BRIEF: Rescale the listing below: reproduce every line, requests included, with each bounding-box coordinate in the answers multiplied by 1.2 and rounded to a whole number, halves going up.

ENTRIES SHOWN:
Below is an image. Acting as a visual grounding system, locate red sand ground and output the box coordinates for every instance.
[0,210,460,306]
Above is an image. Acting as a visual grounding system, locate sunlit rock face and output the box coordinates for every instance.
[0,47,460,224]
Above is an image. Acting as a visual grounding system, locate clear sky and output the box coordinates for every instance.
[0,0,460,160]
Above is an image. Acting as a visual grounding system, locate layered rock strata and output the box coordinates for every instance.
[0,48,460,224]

CORRECT OUTPUT:
Below is an image. Acting as a visual grounding system, locate red sand ground and output the box coordinates for every instance.
[0,252,552,367]
Above is an image. Acting as a visual grounding system, locate sunlit rock face and output the box coordinates for every instance.
[0,56,552,269]
Above is an image. Acting as a visual grounding system, locate clear sky and output the box coordinates for every instance.
[0,0,552,192]
Above is an image. Acting as a visual grounding system, locate layered rock strata and output the box coordinates for every instance.
[0,58,552,269]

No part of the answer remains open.